**INPUT ROWS:**
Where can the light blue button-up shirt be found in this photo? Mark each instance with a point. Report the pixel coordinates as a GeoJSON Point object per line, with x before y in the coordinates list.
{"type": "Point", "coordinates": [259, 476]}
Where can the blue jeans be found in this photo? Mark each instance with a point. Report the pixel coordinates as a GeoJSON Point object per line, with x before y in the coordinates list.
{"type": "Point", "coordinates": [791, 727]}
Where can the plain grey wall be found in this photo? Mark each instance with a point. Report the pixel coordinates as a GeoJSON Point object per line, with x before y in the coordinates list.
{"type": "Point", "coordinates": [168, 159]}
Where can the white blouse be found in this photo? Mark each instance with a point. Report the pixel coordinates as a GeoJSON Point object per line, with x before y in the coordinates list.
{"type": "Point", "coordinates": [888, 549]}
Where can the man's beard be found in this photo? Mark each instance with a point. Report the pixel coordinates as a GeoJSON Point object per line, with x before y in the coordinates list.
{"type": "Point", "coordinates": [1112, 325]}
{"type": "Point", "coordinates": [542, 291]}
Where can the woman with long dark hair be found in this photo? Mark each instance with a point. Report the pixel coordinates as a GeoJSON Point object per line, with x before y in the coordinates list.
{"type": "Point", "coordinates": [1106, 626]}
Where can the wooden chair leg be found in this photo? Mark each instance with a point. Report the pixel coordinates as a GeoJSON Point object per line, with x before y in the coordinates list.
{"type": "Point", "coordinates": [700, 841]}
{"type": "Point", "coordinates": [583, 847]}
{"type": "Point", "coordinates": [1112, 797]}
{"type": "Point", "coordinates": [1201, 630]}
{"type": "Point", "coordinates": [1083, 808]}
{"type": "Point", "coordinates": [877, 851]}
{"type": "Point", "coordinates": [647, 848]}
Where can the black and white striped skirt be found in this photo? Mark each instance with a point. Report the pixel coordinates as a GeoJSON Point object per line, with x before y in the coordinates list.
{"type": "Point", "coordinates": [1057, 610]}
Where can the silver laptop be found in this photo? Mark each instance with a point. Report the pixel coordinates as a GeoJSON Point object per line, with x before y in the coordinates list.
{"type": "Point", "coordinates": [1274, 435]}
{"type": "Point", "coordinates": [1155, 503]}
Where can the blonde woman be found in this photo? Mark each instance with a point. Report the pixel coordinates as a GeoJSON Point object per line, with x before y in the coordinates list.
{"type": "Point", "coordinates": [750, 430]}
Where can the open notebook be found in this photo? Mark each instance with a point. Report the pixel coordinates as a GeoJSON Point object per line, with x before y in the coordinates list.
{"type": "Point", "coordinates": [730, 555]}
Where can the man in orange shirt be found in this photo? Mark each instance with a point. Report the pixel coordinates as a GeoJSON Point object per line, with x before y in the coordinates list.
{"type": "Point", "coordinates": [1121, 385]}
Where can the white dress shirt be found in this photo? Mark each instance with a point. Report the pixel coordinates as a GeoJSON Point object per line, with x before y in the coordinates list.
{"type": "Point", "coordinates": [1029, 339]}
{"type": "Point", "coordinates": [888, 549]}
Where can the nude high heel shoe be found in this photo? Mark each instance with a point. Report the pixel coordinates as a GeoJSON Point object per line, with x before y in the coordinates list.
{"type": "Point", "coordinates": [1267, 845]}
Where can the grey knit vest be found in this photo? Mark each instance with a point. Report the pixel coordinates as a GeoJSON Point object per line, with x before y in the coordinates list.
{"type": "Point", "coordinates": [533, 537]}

**WRITTEN TASK:** Copy out, word for word, the part of the listing above that opens with the line containing "Where can the grey" and runs through the end of the listing.

**CORRECT RESULT:**
Where can the grey knit vest be found in this photo? Mark each instance with a point. Report the pixel coordinates as a GeoJSON Point object per line, with x before y in the coordinates list.
{"type": "Point", "coordinates": [533, 537]}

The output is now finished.